[Labeled-object pointing entries]
>> Begin
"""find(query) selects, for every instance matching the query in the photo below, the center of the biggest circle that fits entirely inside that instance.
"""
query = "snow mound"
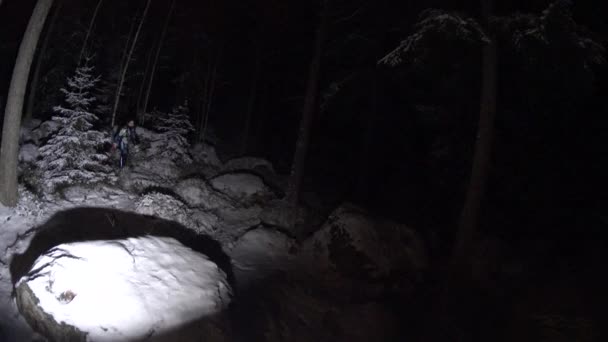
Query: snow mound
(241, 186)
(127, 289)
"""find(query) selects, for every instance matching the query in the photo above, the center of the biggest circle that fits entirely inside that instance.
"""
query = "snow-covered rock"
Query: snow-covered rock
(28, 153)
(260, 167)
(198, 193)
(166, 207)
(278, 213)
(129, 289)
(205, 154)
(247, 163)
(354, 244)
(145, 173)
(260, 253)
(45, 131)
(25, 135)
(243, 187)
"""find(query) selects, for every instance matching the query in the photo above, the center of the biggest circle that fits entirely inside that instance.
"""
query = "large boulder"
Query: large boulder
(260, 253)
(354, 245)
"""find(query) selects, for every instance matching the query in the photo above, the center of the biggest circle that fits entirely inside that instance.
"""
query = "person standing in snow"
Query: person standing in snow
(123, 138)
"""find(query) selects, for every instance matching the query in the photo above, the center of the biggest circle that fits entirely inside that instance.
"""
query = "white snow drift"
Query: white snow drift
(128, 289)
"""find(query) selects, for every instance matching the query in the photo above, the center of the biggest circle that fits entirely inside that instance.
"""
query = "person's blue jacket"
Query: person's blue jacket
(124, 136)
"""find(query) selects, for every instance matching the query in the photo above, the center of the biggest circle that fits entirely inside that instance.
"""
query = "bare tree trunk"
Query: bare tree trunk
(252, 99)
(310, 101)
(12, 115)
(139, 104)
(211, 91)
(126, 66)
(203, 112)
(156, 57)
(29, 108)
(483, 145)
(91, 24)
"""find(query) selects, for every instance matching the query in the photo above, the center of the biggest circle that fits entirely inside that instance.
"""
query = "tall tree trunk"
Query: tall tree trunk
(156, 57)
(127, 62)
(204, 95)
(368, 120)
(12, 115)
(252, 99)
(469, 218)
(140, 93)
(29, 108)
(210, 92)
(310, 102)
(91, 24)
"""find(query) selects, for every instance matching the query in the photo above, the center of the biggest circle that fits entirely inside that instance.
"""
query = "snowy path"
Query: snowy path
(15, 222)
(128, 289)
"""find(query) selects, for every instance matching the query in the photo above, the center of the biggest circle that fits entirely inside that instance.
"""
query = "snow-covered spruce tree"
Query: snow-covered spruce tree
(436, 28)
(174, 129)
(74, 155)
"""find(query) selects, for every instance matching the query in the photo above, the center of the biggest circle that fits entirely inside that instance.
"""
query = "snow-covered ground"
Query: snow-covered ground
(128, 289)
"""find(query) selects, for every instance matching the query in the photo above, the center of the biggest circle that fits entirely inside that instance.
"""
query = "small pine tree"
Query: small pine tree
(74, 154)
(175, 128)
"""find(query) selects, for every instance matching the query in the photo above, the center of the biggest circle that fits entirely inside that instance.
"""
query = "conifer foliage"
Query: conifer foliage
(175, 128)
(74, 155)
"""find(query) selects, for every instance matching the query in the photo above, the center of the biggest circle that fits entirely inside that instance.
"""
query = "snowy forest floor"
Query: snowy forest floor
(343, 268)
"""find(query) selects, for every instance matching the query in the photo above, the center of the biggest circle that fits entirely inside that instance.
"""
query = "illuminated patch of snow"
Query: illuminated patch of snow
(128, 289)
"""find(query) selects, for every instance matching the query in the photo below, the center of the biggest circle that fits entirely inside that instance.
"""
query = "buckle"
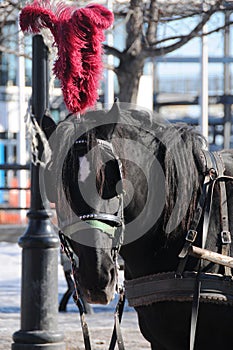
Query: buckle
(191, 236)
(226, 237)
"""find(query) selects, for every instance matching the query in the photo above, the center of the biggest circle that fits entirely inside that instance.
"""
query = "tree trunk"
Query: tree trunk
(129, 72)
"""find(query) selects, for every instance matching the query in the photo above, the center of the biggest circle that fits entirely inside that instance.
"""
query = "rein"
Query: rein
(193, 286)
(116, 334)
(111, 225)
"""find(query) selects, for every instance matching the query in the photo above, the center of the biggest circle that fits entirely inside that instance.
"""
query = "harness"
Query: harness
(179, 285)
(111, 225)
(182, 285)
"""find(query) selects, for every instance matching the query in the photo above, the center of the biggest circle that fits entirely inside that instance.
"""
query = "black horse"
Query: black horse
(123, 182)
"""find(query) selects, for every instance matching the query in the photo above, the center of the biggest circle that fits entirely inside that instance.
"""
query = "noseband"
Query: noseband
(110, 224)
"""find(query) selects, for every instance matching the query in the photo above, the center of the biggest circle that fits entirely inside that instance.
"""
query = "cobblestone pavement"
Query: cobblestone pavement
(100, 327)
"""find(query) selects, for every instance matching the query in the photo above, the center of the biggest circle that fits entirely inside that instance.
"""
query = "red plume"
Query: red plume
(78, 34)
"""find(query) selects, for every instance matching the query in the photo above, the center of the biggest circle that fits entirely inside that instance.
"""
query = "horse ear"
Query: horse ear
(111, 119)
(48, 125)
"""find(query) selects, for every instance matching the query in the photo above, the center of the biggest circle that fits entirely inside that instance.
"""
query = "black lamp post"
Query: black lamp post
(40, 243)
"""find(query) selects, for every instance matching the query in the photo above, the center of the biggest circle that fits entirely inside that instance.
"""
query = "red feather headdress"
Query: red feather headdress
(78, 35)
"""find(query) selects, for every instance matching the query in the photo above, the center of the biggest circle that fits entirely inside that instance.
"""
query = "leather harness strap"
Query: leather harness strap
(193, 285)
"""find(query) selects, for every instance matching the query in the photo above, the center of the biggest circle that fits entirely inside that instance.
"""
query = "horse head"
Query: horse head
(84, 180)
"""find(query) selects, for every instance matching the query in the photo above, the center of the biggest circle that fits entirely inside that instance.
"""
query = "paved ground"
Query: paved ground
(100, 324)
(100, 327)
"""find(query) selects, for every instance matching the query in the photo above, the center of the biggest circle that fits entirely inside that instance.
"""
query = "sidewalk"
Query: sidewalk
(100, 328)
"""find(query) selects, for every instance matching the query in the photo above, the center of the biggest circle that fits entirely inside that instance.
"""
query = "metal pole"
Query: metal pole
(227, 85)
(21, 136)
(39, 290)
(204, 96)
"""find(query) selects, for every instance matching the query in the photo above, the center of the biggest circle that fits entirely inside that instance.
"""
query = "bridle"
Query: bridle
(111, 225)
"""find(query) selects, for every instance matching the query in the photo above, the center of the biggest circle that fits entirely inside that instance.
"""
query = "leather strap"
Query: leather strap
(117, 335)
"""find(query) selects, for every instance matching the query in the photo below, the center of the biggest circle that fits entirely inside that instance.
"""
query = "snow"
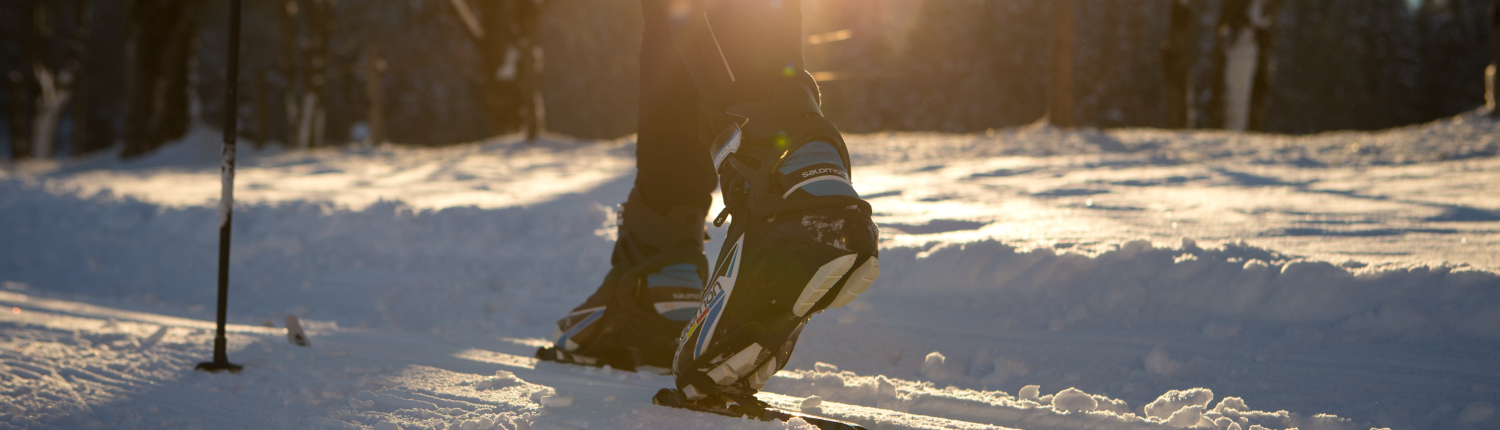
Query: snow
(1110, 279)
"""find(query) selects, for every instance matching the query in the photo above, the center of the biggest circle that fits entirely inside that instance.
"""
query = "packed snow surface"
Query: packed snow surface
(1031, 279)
>> End
● **WHAT IS NEEDED**:
Repeat the entries exactly and keep the pictures out of the copy.

● **OUTPUT**:
"""find(query) selects, for every instance matching the query in the photo below, the center of the biggest circle that fits entirely inside that instance.
"""
query = "snow mound"
Query: snow mound
(241, 186)
(127, 289)
"""find(query) selects, for every instance matching the query in the photo above, the center of the biggest circle that fits entirely inside that instance.
"""
query = "snow-covered rock"
Query: snow-covered rock
(28, 153)
(260, 167)
(198, 193)
(166, 207)
(278, 213)
(129, 289)
(205, 154)
(247, 163)
(354, 244)
(145, 173)
(260, 253)
(45, 131)
(25, 135)
(243, 187)
"""find(query) selects, for every instance matching the query in the photo above, the center of the biggest circle that fits entirely inside that instance.
"""
query = "large boulder"
Query: large boulder
(260, 253)
(354, 245)
"""find(query) selects, for every instance matching the query in the photo above, the center of the biggest circle that fits entirely inside that instance.
"""
query = "person standing in snow"
Query: person standing in snow
(123, 138)
"""find(query) selects, for every instance matching the query in the photo above, the center of the biggest circle that fits entirely inside that instance.
"""
query = "white snow drift"
Query: white snow drift
(128, 289)
"""find(query) selects, for every instance matching the query in the photo above, the center of the biggest circle that fits entirely inside that instance.
"""
query = "person's blue jacket"
Query: person's blue jacket
(124, 136)
"""find(query) selects, for every instance matching the query in the photo above, the center of the biggest circle that fits entirely inside that instance.
"""
query = "bare tree trunk"
Query: bare tree trunk
(252, 99)
(310, 101)
(12, 115)
(139, 104)
(211, 91)
(126, 66)
(203, 112)
(156, 57)
(29, 108)
(483, 145)
(91, 24)
"""find(query) selects, for every instance matching the query in the photo above, the center of the biggest circle that fits entirely inside that instance.
"""
query = "tall tree trunk"
Query: tall tree trunk
(156, 57)
(127, 62)
(204, 95)
(368, 120)
(12, 115)
(252, 99)
(469, 218)
(140, 93)
(29, 108)
(210, 92)
(310, 102)
(91, 24)
"""find(query) selects, for every instance matching the query in the photo above, the center of the biggest circle that fits entirely inside that instance.
"""
query = "snowy path"
Query: snowy path
(15, 222)
(128, 289)
"""find(query) selects, for every instance matching the query in the photo above, the center of the biggest circle that fits entirely inside that instance.
"""
query = "snow-covered spruce tree"
Query: snow-covered spruce tree
(436, 28)
(174, 129)
(74, 155)
"""find(query) selects, for every instance matching the query in the photo above, the center of the biggest circle that fits entirely inside that instance.
"""
query = "snow-covered ground"
Query: snow-covered ground
(128, 289)
"""find(query) selects, for every instance matching the query in the photo above, the center of the biggest circle that fits entirely inside that instance.
"""
query = "small pine tree"
Query: small pine tree
(74, 154)
(175, 128)
"""find(query) selects, for every instance matching the query in the photo above, the center of the biggest circle that fits entirely inside that instance.
"""
query = "conifer foliage"
Query: conifer foliage
(175, 128)
(74, 155)
"""find(query) selects, for every instance matching the query in the photo above, the center of the biggest circle that fits entirely inside that instance.
"""
query = "snowy forest floor"
Query: snowy forest floor
(343, 268)
"""find(query) selects, for every instance matching the query in the photo above, the center of the biggest circle that fits entirely inside that instance.
"""
query = "illuminated patch of snow"
Query: illuminated patch of snow
(128, 289)
"""find(query) selects, for every instance matching the query in the photo below, the center of the biggest circle that fits entirely inside that instance.
"""
query = "buckle"
Query: buckle
(191, 236)
(226, 237)
"""find(query) selects, for every instance matching the query in the photo above, the center of the biggest circle that fits entirely inside that instance.
"""
query = "tree trunk"
Query: tree trunk
(129, 72)
"""find(query) selects, for every instance matching the query in the photo above, the center of the biggest circle that fits entirely inside that instance.
"""
query = "rein"
Query: rein
(193, 286)
(116, 334)
(111, 225)
"""find(query) selects, for every instance matching the query in the photo above, the center of the biggest circle that fits entirely inside that instance.
"""
query = "harness"
Query: harness
(179, 285)
(111, 225)
(182, 285)
"""find(query) selects, for every instance matching the query in the photo above, the center of the biggest circle that fits entirely inside that instance.
"""
query = "black horse"
Query: black horse
(123, 182)
"""find(query) selects, for every instance matching the query in the photo above, the center of the biggest circle that fits entirely inside that instance.
"""
query = "noseband"
Query: noseband
(110, 224)
"""find(query) selects, for every instance matching the query in the photo above, the center of the biggest circle that fits entirely inside that instance.
"""
query = "cobblestone pavement"
Query: cobblestone pavement
(100, 327)
"""find(query) selects, for every instance matching the query in the photo above, the center of the biggest circle that fits entirely inside that instance.
"""
query = "red plume"
Query: red plume
(78, 34)
"""find(query) selects, for every instance matching the query in the photo above, the center of the biggest circle that fits entirely inside that instance.
"""
query = "horse ear"
Query: horse ear
(111, 119)
(48, 125)
"""find(query) selects, for every instance matching the query in the photo above, the center of the biggest circle that fits entirely inside that instance.
"""
query = "black lamp post"
Query: black lamp post
(40, 243)
"""find(query) selects, for every instance matching the query in the photo above, the center of the biggest circle that fits entirely inside that instance.
"""
query = "red feather headdress"
Query: red feather headdress
(78, 35)
"""find(query) selects, for every instance matching the query in the photo above, the center of the biggest circle that fits entirely inside that instance.
"""
query = "leather harness strap"
Query: leather harness strap
(193, 285)
"""find(query) selects, for every instance matching the query in the photo above, the center of the biggest circle that fits entirely inside that instance.
"""
query = "horse head"
Query: horse head
(84, 180)
"""find(query) selects, for every instance matching the query in the photo above, the center of the biggest circle that fits entirely inside that instance.
"""
query = "paved ground"
Query: paved ground
(100, 324)
(100, 327)
"""find(query) selects, for every instance matching the query in the photo above, the center of the biggest circle that fits entirely inside that instance.
"""
query = "sidewalk"
Query: sidewalk
(100, 328)
"""find(query) selects, for every instance matching the query in the photo above, the center of the biggest circle that fits entirely inside that instance.
"""
query = "metal pole"
Query: metal pole
(227, 85)
(21, 136)
(39, 290)
(204, 96)
"""find(query) selects, for every instance matching the query in the photo above, the center of the biggest circle that fits entirely inside that instance.
"""
query = "bridle"
Query: bridle
(111, 225)
"""find(query) selects, for every instance matching the query in the photo above, the center of the biggest circle that fits entirely inside that instance.
"""
query = "leather strap"
Query: leather strap
(117, 335)
"""find(query) selects, for every instance matching the query in the photo below, the center of the biggest circle that fits entirely inside that instance.
"""
query = "snow"
Query: snow
(1110, 279)
"""find(query) selects, for every instance matching the query in the photo above, the center of the biggest circle that fits entirely inside that instance.
"""
query = "packed snow surface"
Query: packed snow surface
(1031, 279)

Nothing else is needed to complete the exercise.